Exercise instructions. Copy the entries from their beginning up to and including the line with "box: [10, 0, 522, 398]", substituting "coarse mask" for "rough mask" and changing nothing else. Omit the pictures from your answer.

Data extracts.

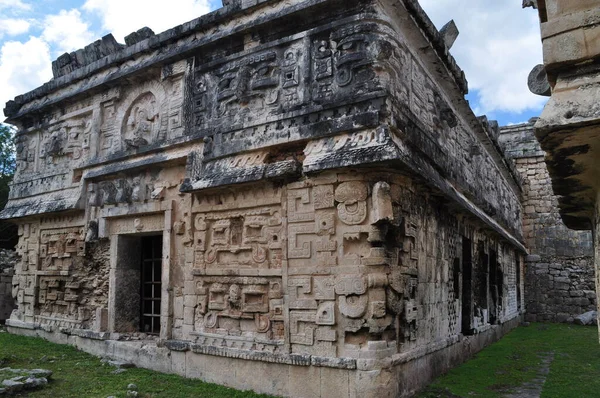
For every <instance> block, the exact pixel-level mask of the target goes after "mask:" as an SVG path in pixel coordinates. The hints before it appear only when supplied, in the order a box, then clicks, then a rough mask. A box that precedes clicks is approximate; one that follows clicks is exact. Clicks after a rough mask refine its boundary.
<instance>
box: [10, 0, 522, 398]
mask: <svg viewBox="0 0 600 398" xmlns="http://www.w3.org/2000/svg"><path fill="white" fill-rule="evenodd" d="M102 43H104V44H103V47H102V49H103V51H104V52H105V55H104V57H102V58H101V61H102V62H95V61H98V60H97V59H93V57H91V56H90V57H91V58H90V57H87V56H86V54H87V50H86V49H82V50H80V51H79V52H74V53H72V54H67V55H68V57H67V56H63V57H61V58H60V59H59V60H57V61H56V63H55V69H56V70H55V79H54V80H53V81H52V82H51V83H49V84H48V85H45V86H44V87H42V88H40V89H38V90H36V91H34V92H32V93H27V94H25V95H23V96H20V97H17V98H16V100H15V101H13V102H11V103H9V104H8V106H7V108H6V110H5V112H6V114H7V117H8V121H9V122H10V123H13V124H15V125H17V126H18V127H19V132H18V135H17V160H18V170H17V174H16V176H15V182H14V185H13V187H12V190H11V196H10V201H9V203H8V205H7V207H6V209H5V210H4V211H3V212H2V213H1V216H2V217H3V218H5V219H11V220H13V221H14V222H16V223H17V224H18V225H19V231H20V232H19V234H20V240H19V246H18V253H19V255H20V261H19V264H18V265H17V267H16V275H15V278H14V279H13V284H12V294H13V295H14V297H15V298H16V301H17V303H18V308H17V309H16V310H15V311H14V312H13V314H12V316H11V318H10V319H9V320H8V322H7V323H8V325H9V328H10V330H11V331H12V332H15V333H18V332H19V331H21V332H22V331H23V330H29V331H31V330H33V331H34V332H32V333H37V334H40V335H42V336H44V337H51V336H55V335H56V336H77V338H78V339H84V340H78V341H85V342H86V344H85V345H83V346H84V347H89V349H90V350H95V352H106V350H109V349H110V353H108V352H106V355H113V356H117V357H118V356H121V357H126V356H127V357H128V358H126V359H127V360H130V361H136V362H138V363H139V364H140V365H143V366H147V367H150V368H154V369H159V370H163V371H169V372H174V373H180V374H184V375H187V376H190V377H202V378H204V379H206V380H211V381H214V382H219V383H221V384H226V385H230V386H233V387H238V388H245V389H248V388H250V389H254V390H257V391H261V392H266V393H271V394H275V395H283V396H311V397H312V396H314V397H337V396H349V395H350V391H354V392H356V394H357V395H360V396H365V397H371V396H372V397H376V396H377V397H378V396H404V395H408V394H410V393H411V392H413V391H414V390H416V389H418V388H419V387H421V386H422V385H423V384H424V383H426V382H427V381H428V380H430V379H431V378H432V377H433V376H434V372H433V371H432V372H422V371H421V370H419V369H417V368H416V367H414V366H412V365H413V364H414V362H413V361H414V360H416V359H422V358H426V360H431V361H437V362H439V363H450V361H449V359H448V358H450V357H451V356H452V355H454V354H452V353H455V352H458V351H457V349H456V348H457V347H456V346H455V345H460V346H461V347H462V346H467V345H471V346H473V347H480V346H483V344H484V343H485V342H489V341H490V337H489V336H497V335H498V334H499V332H498V331H500V330H503V331H505V330H509V329H510V328H511V327H512V326H515V325H516V324H517V322H518V320H519V315H520V312H521V308H522V301H523V297H522V296H523V295H522V280H523V279H522V276H521V274H522V257H523V254H524V253H525V248H524V246H523V244H522V235H521V225H520V222H521V206H520V204H519V195H520V189H521V187H520V185H519V184H520V182H519V180H518V178H517V177H516V174H515V173H514V170H512V169H510V168H508V167H507V164H506V163H505V162H504V160H503V158H502V156H501V154H500V153H499V152H498V150H497V148H496V146H495V144H494V142H493V141H492V138H491V137H492V136H493V134H492V133H493V129H492V128H491V127H490V123H488V122H484V119H478V118H476V117H475V115H473V113H472V111H471V110H470V108H469V107H468V104H467V102H466V101H465V100H464V95H465V93H466V91H467V90H466V81H465V80H464V76H463V73H462V71H461V70H460V69H459V68H458V66H457V65H456V63H455V62H454V60H453V58H452V57H451V56H449V55H448V52H447V50H446V47H445V44H444V37H443V36H442V35H440V33H439V32H437V30H436V29H435V28H434V27H433V26H432V25H431V23H430V22H429V20H428V19H427V18H426V17H425V15H424V14H423V11H422V10H421V9H420V7H419V6H418V3H417V2H416V1H412V0H403V1H400V0H386V1H379V2H371V1H369V0H345V1H343V2H342V1H337V0H322V1H316V2H299V1H291V2H290V1H287V2H284V1H278V0H264V1H246V0H243V1H231V2H227V4H226V5H225V7H224V8H223V9H221V10H219V11H217V12H215V13H212V14H210V15H207V16H204V17H201V18H199V19H196V20H194V21H192V22H190V23H189V24H186V25H182V26H181V27H179V28H177V29H175V30H172V31H168V32H165V33H160V34H156V35H155V34H154V33H153V32H152V31H150V30H149V29H140V30H139V31H137V32H134V33H132V35H129V36H128V38H127V39H126V43H127V45H121V44H118V43H116V42H115V43H113V44H111V43H112V41H111V39H110V38H105V39H103V41H102ZM98 45H99V46H100V44H98ZM88 61H89V62H88ZM100 64H102V65H103V66H102V67H100V66H99V65H100ZM61 338H62V337H61ZM132 340H143V343H139V344H143V347H144V348H143V350H140V349H139V347H141V345H139V344H138V345H136V343H134V342H132ZM107 347H110V348H107ZM136 347H138V348H136ZM142 352H143V353H142ZM127 353H129V354H127ZM131 356H133V357H134V358H131ZM231 369H234V371H233V372H234V373H235V377H232V376H231V372H230V370H231ZM444 369H445V368H444ZM442 370H443V369H442V368H440V369H437V370H436V372H437V371H442ZM265 372H271V373H272V374H273V376H272V377H273V380H272V382H269V383H264V382H261V380H265V379H266V377H267V376H266V373H265ZM275 374H276V375H277V376H275ZM307 385H308V387H307ZM315 389H316V390H315Z"/></svg>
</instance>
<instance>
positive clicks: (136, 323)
mask: <svg viewBox="0 0 600 398" xmlns="http://www.w3.org/2000/svg"><path fill="white" fill-rule="evenodd" d="M115 244H116V256H115V260H116V265H115V269H114V279H113V281H114V282H113V283H114V288H113V291H114V293H113V294H114V301H113V303H114V304H113V307H112V308H113V314H114V318H113V322H114V324H113V326H112V328H111V330H113V331H115V332H119V333H136V332H143V333H148V334H159V333H160V315H161V312H160V309H161V291H162V283H161V279H162V246H163V237H162V235H142V236H140V235H118V236H117V237H116V239H115Z"/></svg>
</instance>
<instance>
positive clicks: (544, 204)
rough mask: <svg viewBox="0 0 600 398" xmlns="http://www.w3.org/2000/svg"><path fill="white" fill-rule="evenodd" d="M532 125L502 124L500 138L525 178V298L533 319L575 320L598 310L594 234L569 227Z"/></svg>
mask: <svg viewBox="0 0 600 398" xmlns="http://www.w3.org/2000/svg"><path fill="white" fill-rule="evenodd" d="M534 123H535V119H533V120H531V121H530V122H529V123H525V124H520V125H516V126H508V127H504V128H502V130H501V135H500V142H501V143H502V145H503V146H504V148H505V153H506V156H507V157H508V158H511V159H513V161H514V162H515V165H516V168H517V170H518V171H519V173H520V174H521V175H522V176H523V180H524V184H523V209H524V210H523V234H524V236H525V239H526V243H527V247H528V249H529V251H530V255H529V256H528V257H527V258H526V260H527V261H526V277H525V302H526V310H527V314H526V319H527V320H529V321H549V322H572V321H573V318H574V317H575V316H577V315H579V314H582V313H584V312H586V311H592V310H595V308H596V299H595V297H596V294H595V286H594V268H593V248H592V235H591V232H588V231H575V230H571V229H568V228H567V227H566V226H565V225H564V223H563V221H562V220H561V217H560V214H559V212H558V199H557V197H556V196H555V195H554V193H553V191H552V182H551V180H550V176H549V174H548V169H547V168H546V163H545V162H544V152H543V151H542V150H541V148H540V146H539V144H538V142H537V140H536V138H535V136H534V135H533V125H534Z"/></svg>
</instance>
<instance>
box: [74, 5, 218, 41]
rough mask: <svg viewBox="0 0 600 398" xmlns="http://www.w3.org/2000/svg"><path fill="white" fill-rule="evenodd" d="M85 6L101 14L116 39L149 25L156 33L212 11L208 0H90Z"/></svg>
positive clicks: (167, 28)
mask: <svg viewBox="0 0 600 398" xmlns="http://www.w3.org/2000/svg"><path fill="white" fill-rule="evenodd" d="M83 9H84V10H86V11H89V12H93V13H96V14H98V15H99V16H100V19H101V21H102V25H103V27H104V28H105V29H107V30H108V31H110V32H111V33H112V34H113V35H114V36H115V39H117V41H119V42H123V38H124V37H125V36H127V35H128V34H130V33H131V32H134V31H137V30H138V29H140V28H142V27H144V26H148V27H149V28H150V29H152V30H153V31H154V32H155V33H160V32H163V31H165V30H167V29H170V28H172V27H174V26H177V25H180V24H182V23H184V22H187V21H189V20H192V19H194V18H197V17H199V16H200V15H202V14H206V13H207V12H209V11H210V2H209V0H170V1H169V2H168V6H165V2H164V0H145V1H139V0H87V1H86V2H85V4H84V5H83Z"/></svg>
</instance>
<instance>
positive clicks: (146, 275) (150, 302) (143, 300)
mask: <svg viewBox="0 0 600 398" xmlns="http://www.w3.org/2000/svg"><path fill="white" fill-rule="evenodd" d="M141 267H142V270H141V271H142V272H141V292H140V295H141V300H142V301H141V306H140V307H141V314H140V315H141V316H140V321H141V325H140V331H142V332H144V333H148V334H159V333H160V306H161V287H162V285H161V278H162V236H161V235H159V236H146V237H143V238H142V258H141Z"/></svg>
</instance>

Solution for this exercise.
For every <instance> block, the exact pixel-level mask of the target goes after "mask:" as an SVG path in pixel coordinates. The hints before it appear only when supplied, in the order a box, then clicks, then a coarse mask. A box that precedes clicks is approximate; one that follows clicks is exact. Clicks after a coarse mask refine its boundary.
<instance>
box: [10, 0, 522, 398]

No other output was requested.